--- Description of the task ---
Below is some data. Retype exactly the lines starting at the one with "Find the wedge" and ending at the one with "the black shorts".

--- Provided data ---
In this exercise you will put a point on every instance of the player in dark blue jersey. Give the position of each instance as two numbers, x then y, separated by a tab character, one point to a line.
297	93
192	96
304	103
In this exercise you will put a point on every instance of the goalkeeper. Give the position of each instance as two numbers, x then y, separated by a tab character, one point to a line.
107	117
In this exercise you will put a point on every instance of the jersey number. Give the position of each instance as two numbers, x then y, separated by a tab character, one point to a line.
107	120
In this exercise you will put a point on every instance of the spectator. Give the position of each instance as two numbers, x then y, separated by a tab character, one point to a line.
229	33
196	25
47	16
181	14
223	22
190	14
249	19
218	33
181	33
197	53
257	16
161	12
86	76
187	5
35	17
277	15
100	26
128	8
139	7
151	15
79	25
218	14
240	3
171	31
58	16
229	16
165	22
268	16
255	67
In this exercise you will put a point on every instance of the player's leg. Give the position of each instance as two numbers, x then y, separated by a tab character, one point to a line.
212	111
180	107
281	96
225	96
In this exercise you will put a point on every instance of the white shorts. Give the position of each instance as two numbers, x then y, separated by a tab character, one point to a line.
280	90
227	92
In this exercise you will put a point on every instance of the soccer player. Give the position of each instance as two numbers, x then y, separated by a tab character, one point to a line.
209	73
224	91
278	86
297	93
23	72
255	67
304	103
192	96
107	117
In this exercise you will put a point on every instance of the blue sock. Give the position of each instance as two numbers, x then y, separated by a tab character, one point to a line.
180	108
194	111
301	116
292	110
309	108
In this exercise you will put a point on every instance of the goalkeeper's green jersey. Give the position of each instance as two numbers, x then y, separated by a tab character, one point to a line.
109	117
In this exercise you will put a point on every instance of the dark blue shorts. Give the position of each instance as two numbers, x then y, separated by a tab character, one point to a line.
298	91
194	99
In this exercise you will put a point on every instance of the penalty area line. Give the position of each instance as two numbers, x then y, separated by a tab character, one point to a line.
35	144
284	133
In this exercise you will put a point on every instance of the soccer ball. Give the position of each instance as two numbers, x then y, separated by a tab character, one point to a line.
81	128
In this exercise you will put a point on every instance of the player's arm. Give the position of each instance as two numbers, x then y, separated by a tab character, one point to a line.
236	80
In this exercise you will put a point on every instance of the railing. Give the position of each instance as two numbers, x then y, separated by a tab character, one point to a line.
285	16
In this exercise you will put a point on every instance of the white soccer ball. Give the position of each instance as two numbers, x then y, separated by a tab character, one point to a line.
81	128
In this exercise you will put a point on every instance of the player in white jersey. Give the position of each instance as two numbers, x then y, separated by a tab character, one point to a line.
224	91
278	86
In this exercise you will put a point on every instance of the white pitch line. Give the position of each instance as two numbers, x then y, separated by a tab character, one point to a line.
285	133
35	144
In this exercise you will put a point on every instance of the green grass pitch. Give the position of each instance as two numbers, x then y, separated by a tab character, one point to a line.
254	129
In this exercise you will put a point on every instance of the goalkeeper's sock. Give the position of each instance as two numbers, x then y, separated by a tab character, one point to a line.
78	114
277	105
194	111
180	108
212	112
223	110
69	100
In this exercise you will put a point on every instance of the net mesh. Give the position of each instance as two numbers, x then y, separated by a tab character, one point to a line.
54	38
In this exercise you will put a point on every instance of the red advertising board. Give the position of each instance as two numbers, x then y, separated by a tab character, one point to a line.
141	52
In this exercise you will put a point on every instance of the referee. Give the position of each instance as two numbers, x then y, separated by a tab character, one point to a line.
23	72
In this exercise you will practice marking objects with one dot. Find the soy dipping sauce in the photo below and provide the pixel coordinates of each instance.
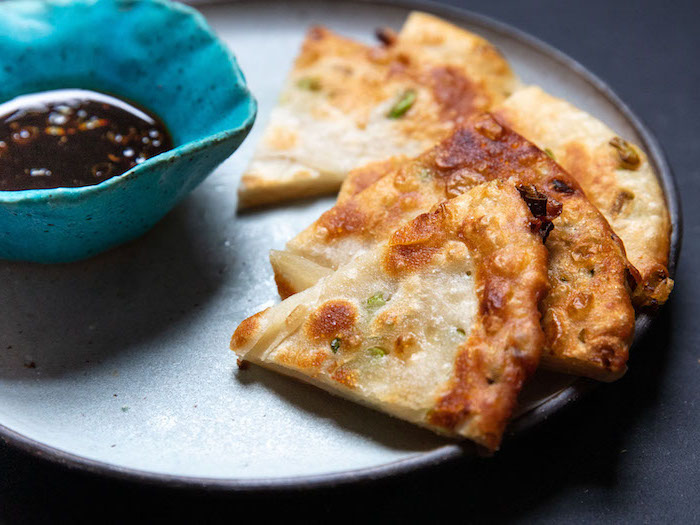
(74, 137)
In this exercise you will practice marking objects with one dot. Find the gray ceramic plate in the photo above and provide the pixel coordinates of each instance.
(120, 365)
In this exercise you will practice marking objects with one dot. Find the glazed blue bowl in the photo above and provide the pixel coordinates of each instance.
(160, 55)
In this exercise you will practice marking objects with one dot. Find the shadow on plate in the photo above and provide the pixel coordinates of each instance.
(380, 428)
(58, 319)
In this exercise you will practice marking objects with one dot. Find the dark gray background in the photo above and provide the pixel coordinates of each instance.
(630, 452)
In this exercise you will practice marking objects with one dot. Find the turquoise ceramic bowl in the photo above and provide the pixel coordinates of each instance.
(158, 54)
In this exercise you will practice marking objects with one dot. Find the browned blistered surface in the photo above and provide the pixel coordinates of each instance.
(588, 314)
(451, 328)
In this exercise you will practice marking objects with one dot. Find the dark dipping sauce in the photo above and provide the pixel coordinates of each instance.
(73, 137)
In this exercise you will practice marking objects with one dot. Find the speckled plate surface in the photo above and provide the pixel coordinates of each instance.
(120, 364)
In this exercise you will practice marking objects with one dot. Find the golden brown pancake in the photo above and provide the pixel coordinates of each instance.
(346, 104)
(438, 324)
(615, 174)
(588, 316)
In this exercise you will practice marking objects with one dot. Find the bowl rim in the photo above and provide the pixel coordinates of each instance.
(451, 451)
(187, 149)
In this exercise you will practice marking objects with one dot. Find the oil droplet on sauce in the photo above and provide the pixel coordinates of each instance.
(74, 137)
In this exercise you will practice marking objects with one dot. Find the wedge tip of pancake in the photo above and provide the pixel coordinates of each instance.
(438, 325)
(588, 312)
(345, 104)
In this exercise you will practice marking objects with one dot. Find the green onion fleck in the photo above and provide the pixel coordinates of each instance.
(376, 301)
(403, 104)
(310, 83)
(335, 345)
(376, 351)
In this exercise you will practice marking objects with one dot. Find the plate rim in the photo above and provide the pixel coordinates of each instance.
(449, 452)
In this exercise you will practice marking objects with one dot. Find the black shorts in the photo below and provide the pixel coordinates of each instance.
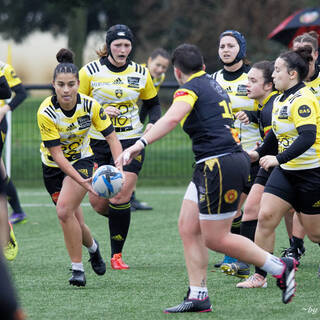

* * *

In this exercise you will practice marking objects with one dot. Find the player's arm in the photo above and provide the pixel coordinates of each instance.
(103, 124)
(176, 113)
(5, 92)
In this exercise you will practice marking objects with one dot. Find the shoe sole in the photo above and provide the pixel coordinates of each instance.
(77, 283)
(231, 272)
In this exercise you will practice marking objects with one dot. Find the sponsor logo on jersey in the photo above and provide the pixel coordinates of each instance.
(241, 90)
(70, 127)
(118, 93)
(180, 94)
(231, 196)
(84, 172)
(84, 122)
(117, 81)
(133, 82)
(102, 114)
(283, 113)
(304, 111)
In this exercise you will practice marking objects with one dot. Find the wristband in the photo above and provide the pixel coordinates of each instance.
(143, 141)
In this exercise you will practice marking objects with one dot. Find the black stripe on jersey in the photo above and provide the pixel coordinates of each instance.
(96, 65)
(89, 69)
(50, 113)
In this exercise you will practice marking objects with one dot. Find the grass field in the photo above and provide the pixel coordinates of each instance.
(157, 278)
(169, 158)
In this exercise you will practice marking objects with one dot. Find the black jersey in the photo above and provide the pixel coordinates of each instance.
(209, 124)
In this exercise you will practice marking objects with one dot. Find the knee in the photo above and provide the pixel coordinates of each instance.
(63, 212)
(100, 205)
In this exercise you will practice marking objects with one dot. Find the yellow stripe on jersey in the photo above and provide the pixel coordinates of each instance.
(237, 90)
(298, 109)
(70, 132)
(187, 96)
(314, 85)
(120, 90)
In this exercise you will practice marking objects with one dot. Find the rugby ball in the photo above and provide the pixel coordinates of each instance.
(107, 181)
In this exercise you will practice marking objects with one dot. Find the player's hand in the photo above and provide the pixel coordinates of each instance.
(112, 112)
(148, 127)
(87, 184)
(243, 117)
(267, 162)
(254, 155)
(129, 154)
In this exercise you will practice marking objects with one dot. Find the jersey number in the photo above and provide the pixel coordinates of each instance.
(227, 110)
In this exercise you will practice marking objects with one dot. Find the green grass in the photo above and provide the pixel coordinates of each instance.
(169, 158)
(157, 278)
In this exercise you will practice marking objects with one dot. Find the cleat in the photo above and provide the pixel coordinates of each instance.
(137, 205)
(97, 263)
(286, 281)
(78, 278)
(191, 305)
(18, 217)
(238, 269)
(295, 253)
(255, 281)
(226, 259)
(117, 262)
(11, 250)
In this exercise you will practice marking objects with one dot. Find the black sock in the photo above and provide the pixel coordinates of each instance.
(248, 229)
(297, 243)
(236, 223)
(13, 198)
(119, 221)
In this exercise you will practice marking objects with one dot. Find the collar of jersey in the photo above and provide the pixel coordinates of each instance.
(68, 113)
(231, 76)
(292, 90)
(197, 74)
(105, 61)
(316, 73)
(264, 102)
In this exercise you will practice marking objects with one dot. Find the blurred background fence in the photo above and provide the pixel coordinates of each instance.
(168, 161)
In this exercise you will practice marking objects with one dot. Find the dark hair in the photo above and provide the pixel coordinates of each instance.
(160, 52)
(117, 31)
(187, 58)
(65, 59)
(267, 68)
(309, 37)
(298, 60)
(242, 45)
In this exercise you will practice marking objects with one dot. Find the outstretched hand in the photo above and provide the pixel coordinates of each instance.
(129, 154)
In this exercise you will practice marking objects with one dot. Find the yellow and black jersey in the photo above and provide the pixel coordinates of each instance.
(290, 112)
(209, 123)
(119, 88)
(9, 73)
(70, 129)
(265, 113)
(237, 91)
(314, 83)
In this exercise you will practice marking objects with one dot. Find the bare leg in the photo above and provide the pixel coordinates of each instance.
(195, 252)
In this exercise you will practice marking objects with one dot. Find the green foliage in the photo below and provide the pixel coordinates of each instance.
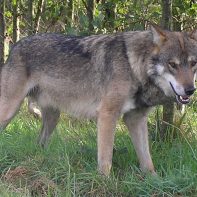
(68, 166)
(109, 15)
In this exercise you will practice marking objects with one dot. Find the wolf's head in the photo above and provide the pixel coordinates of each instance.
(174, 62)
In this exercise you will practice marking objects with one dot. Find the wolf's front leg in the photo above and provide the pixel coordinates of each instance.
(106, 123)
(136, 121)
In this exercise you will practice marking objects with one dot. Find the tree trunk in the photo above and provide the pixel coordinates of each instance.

...

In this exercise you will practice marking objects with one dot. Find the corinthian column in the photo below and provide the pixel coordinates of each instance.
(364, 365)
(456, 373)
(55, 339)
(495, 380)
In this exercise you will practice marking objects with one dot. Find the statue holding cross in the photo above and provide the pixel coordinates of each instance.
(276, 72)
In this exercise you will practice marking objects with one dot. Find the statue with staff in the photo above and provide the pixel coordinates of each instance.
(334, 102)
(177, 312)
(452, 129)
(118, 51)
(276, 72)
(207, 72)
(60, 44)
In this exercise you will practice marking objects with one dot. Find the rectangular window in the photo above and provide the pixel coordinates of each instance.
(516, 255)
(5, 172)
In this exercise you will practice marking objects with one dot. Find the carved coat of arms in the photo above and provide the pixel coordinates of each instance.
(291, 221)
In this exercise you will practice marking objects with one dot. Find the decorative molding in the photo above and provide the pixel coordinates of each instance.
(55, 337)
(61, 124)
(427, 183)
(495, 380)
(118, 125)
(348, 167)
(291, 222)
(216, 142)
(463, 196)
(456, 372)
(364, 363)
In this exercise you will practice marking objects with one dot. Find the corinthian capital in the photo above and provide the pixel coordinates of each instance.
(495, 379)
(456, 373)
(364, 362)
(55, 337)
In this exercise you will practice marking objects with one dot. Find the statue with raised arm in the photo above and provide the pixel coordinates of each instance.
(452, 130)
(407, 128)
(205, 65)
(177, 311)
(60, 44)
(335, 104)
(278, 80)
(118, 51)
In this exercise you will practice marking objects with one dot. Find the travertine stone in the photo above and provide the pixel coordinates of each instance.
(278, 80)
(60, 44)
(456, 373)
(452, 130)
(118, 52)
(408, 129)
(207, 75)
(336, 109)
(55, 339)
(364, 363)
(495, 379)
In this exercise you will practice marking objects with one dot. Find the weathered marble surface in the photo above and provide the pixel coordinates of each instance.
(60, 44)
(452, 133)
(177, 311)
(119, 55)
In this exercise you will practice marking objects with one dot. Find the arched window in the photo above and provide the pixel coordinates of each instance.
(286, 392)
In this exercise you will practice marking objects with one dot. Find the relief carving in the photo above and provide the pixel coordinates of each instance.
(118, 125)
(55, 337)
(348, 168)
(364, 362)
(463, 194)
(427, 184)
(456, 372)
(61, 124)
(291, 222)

--- Exercise output ---
In this exercise you will practice marking objects with one dot. Find the wedge tip of pancake in the photo above and provide the pixel coordinates of each instance.
(438, 325)
(588, 312)
(345, 104)
In this exercise you will practice marking objects with one dot. Find the green onion fleck in the photo above and provide the pixel coordinates of each instance.
(376, 301)
(403, 104)
(310, 83)
(335, 345)
(376, 351)
In this exercise you will practice marking objects with one dot. Find the plate rim in the photo above and provide the pixel coordinates of each instance.
(449, 452)
In this exercise you will practice marking objects with one dot. Find the black shorts in the photo below and provide the pixel coordinates of each instance.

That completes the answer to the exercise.